(Excerpts of bounding box data)
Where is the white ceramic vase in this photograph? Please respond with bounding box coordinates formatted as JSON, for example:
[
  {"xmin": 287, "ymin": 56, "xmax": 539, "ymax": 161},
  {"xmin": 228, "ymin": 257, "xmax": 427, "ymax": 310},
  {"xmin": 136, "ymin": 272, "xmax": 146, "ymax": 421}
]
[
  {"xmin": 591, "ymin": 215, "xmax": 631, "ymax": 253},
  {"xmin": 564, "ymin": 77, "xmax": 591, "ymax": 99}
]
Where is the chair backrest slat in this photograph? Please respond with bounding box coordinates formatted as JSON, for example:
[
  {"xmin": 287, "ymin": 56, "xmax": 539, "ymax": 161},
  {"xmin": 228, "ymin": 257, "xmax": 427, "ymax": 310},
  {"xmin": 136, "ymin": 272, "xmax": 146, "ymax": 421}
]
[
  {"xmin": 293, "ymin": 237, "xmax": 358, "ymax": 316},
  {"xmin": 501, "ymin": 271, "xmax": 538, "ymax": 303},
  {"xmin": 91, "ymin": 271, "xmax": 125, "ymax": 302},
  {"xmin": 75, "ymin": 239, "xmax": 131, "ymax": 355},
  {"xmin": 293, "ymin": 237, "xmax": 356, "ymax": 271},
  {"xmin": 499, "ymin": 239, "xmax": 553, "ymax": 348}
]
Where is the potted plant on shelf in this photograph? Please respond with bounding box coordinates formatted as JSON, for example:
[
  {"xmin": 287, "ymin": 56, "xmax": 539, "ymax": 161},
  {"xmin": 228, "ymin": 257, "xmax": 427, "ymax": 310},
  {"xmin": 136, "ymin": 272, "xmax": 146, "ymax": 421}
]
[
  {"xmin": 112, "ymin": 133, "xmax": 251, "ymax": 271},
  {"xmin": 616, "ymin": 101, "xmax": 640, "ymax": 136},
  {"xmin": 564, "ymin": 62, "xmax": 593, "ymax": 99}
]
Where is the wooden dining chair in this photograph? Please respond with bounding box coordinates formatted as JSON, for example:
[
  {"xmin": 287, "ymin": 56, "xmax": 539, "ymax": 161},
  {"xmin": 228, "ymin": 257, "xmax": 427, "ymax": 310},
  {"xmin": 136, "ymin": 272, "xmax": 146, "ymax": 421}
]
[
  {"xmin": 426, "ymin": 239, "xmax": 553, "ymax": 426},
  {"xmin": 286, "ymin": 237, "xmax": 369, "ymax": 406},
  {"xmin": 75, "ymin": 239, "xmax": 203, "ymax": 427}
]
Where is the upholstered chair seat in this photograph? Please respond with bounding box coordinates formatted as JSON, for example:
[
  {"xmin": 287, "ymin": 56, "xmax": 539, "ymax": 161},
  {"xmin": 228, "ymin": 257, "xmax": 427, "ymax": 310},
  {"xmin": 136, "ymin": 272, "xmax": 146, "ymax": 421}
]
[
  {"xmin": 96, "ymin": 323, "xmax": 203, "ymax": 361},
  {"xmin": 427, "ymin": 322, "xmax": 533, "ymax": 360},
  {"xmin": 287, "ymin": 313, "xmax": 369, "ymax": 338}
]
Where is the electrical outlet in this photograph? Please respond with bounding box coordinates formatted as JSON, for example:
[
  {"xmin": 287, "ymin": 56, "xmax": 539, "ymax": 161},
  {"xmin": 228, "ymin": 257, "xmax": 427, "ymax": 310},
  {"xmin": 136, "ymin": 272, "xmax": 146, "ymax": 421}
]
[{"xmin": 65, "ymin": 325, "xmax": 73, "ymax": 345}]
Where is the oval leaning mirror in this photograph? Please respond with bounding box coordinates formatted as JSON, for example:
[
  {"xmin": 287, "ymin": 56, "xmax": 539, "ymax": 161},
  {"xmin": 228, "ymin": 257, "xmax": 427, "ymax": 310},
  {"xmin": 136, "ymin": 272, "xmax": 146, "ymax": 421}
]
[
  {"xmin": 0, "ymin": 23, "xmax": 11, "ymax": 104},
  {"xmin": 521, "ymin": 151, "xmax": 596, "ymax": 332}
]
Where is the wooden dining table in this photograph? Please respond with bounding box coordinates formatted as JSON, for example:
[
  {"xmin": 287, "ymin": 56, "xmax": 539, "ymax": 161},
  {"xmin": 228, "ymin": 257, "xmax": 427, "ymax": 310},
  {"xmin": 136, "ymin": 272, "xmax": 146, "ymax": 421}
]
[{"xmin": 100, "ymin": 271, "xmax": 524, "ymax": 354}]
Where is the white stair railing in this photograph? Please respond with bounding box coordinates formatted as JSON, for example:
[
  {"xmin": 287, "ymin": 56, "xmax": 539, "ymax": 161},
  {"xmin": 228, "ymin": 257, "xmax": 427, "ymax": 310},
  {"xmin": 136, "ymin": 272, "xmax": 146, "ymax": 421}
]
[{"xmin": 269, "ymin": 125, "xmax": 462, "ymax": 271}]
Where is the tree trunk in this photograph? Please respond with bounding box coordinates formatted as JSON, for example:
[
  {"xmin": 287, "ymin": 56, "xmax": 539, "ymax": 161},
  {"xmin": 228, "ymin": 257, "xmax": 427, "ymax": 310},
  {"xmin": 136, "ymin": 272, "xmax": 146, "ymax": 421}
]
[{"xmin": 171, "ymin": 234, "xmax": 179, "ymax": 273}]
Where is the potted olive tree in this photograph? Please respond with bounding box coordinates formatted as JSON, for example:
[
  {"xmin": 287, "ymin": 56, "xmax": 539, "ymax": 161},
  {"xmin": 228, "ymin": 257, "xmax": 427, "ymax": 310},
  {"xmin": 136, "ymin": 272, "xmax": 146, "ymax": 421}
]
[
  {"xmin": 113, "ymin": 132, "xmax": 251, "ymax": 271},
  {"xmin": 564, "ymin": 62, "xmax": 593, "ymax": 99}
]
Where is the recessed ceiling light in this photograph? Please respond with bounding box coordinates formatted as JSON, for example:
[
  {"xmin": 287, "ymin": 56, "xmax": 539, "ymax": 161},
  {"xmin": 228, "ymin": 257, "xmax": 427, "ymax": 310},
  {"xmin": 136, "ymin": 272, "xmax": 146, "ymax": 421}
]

### OBJECTIVE
Put every line of the records above into a Markdown table with the columns Row and Line, numbering the rows in order and skipping blank lines.

### COMPLETE RESPONSE
| Row | Line |
|---|---|
| 1 | Where is the white ceramic vase in this photograph? Please respond with bounding box coordinates formatted as JSON, for example: |
| 2 | [ |
| 3 |   {"xmin": 287, "ymin": 56, "xmax": 539, "ymax": 161}, |
| 4 |   {"xmin": 228, "ymin": 257, "xmax": 427, "ymax": 310}, |
| 5 |   {"xmin": 136, "ymin": 272, "xmax": 146, "ymax": 421} |
| 6 | ] |
| 7 | [ |
| 8 |   {"xmin": 591, "ymin": 215, "xmax": 631, "ymax": 253}, |
| 9 |   {"xmin": 564, "ymin": 77, "xmax": 591, "ymax": 99} |
| 10 | ] |
| 11 | Where is the chair backrest slat in this photograph? Please respond with bounding box coordinates formatted as JSON, for example: |
| 12 | [ |
| 13 |   {"xmin": 287, "ymin": 56, "xmax": 539, "ymax": 161}, |
| 14 |   {"xmin": 228, "ymin": 257, "xmax": 427, "ymax": 310}, |
| 15 |   {"xmin": 136, "ymin": 272, "xmax": 146, "ymax": 421} |
| 16 | ] |
| 17 | [ |
| 18 |   {"xmin": 293, "ymin": 237, "xmax": 358, "ymax": 316}, |
| 19 |   {"xmin": 501, "ymin": 271, "xmax": 538, "ymax": 303}, |
| 20 |   {"xmin": 91, "ymin": 271, "xmax": 125, "ymax": 302}, |
| 21 |   {"xmin": 75, "ymin": 239, "xmax": 131, "ymax": 355}, |
| 22 |   {"xmin": 293, "ymin": 237, "xmax": 356, "ymax": 271}, |
| 23 |   {"xmin": 499, "ymin": 239, "xmax": 553, "ymax": 348} |
| 24 | ] |
| 25 | Where is the potted plant on shelf in this photograph? Please respond with bounding box coordinates formatted as JSON, for example: |
| 26 | [ |
| 27 |   {"xmin": 287, "ymin": 56, "xmax": 539, "ymax": 161}, |
| 28 |   {"xmin": 228, "ymin": 257, "xmax": 427, "ymax": 310}, |
| 29 |   {"xmin": 136, "ymin": 272, "xmax": 146, "ymax": 421} |
| 30 | ] |
| 31 | [ |
| 32 |   {"xmin": 112, "ymin": 133, "xmax": 251, "ymax": 271}, |
| 33 |   {"xmin": 616, "ymin": 101, "xmax": 640, "ymax": 136}, |
| 34 |   {"xmin": 564, "ymin": 62, "xmax": 593, "ymax": 99} |
| 35 | ] |
| 36 | Where is the wooden dining chair in this photograph? Please respond with bounding box coordinates formatted as JSON, for example: |
| 37 | [ |
| 38 |   {"xmin": 287, "ymin": 56, "xmax": 539, "ymax": 161}, |
| 39 |   {"xmin": 228, "ymin": 257, "xmax": 427, "ymax": 310}, |
| 40 |   {"xmin": 136, "ymin": 272, "xmax": 146, "ymax": 421} |
| 41 | ] |
| 42 | [ |
| 43 |   {"xmin": 426, "ymin": 239, "xmax": 553, "ymax": 426}, |
| 44 |   {"xmin": 286, "ymin": 237, "xmax": 369, "ymax": 406}, |
| 45 |   {"xmin": 75, "ymin": 239, "xmax": 203, "ymax": 427} |
| 46 | ] |
| 47 | Where is the upholstered chair seat in this photograph? Please respond with bounding box coordinates formatted as JSON, for example: |
| 48 | [ |
| 49 |   {"xmin": 287, "ymin": 56, "xmax": 539, "ymax": 161}, |
| 50 |   {"xmin": 228, "ymin": 257, "xmax": 427, "ymax": 310}, |
| 51 |   {"xmin": 136, "ymin": 272, "xmax": 146, "ymax": 421} |
| 52 | ] |
| 53 | [ |
| 54 |   {"xmin": 96, "ymin": 323, "xmax": 203, "ymax": 361}, |
| 55 |   {"xmin": 427, "ymin": 322, "xmax": 533, "ymax": 360}, |
| 56 |   {"xmin": 287, "ymin": 313, "xmax": 369, "ymax": 338} |
| 57 | ] |
| 58 | Where is the electrical outlet in this photograph? Please respond with bounding box coordinates formatted as JSON, for example: |
| 59 | [ |
| 60 |   {"xmin": 287, "ymin": 56, "xmax": 539, "ymax": 161}, |
| 61 |   {"xmin": 228, "ymin": 257, "xmax": 427, "ymax": 310}, |
| 62 |   {"xmin": 136, "ymin": 272, "xmax": 146, "ymax": 421} |
| 63 | ] |
| 64 | [{"xmin": 65, "ymin": 325, "xmax": 73, "ymax": 345}] |
| 65 | Where is the oval leaning mirror in this photograph? Please respond with bounding box coordinates formatted as JSON, for example: |
| 66 | [ |
| 67 |   {"xmin": 287, "ymin": 56, "xmax": 539, "ymax": 161}, |
| 68 |   {"xmin": 228, "ymin": 257, "xmax": 427, "ymax": 310}, |
| 69 |   {"xmin": 136, "ymin": 272, "xmax": 146, "ymax": 421} |
| 70 | ] |
| 71 | [ |
| 72 |   {"xmin": 0, "ymin": 23, "xmax": 11, "ymax": 104}, |
| 73 |   {"xmin": 521, "ymin": 151, "xmax": 596, "ymax": 332} |
| 74 | ] |
| 75 | Where is the wooden dining table in this photograph? Please respond with bounding box coordinates formatted as JSON, for example: |
| 76 | [ |
| 77 |   {"xmin": 287, "ymin": 56, "xmax": 539, "ymax": 161}, |
| 78 |   {"xmin": 228, "ymin": 257, "xmax": 427, "ymax": 310}, |
| 79 |   {"xmin": 136, "ymin": 272, "xmax": 146, "ymax": 421} |
| 80 | ] |
| 81 | [{"xmin": 100, "ymin": 271, "xmax": 524, "ymax": 354}] |
| 82 | Where is the white stair railing in this photograph? Please respond with bounding box coordinates formatted as JSON, for example: |
| 83 | [ |
| 84 |   {"xmin": 287, "ymin": 56, "xmax": 539, "ymax": 161}, |
| 85 |   {"xmin": 228, "ymin": 257, "xmax": 427, "ymax": 310}, |
| 86 |   {"xmin": 136, "ymin": 272, "xmax": 146, "ymax": 421} |
| 87 | ] |
| 88 | [{"xmin": 269, "ymin": 125, "xmax": 462, "ymax": 271}] |
| 89 | Where is the tree trunk in this photograph? Please respond with bounding box coordinates formatted as JSON, for example: |
| 90 | [ |
| 91 |   {"xmin": 287, "ymin": 56, "xmax": 539, "ymax": 161}, |
| 92 |   {"xmin": 228, "ymin": 257, "xmax": 427, "ymax": 310}, |
| 93 |   {"xmin": 136, "ymin": 272, "xmax": 146, "ymax": 421} |
| 94 | ] |
| 95 | [{"xmin": 171, "ymin": 234, "xmax": 179, "ymax": 273}] |
| 96 | Where is the potted olive tree in this photograph? Please respond with bounding box coordinates formatted as JSON, for example: |
| 97 | [ |
| 98 |   {"xmin": 287, "ymin": 56, "xmax": 539, "ymax": 161}, |
| 99 |   {"xmin": 228, "ymin": 257, "xmax": 427, "ymax": 310}, |
| 100 |   {"xmin": 136, "ymin": 272, "xmax": 146, "ymax": 421} |
| 101 | ] |
| 102 | [ |
| 103 |   {"xmin": 113, "ymin": 132, "xmax": 251, "ymax": 271}, |
| 104 |   {"xmin": 564, "ymin": 62, "xmax": 593, "ymax": 99} |
| 105 | ] |
| 106 | Where is the recessed ceiling light in this photograph? Please respond with bounding box coordinates formatted as JSON, for example: |
| 107 | [ |
| 108 |   {"xmin": 287, "ymin": 56, "xmax": 539, "ymax": 161}, |
| 109 |   {"xmin": 228, "ymin": 257, "xmax": 427, "ymax": 310}, |
| 110 |   {"xmin": 136, "ymin": 272, "xmax": 146, "ymax": 421} |
| 111 | ] |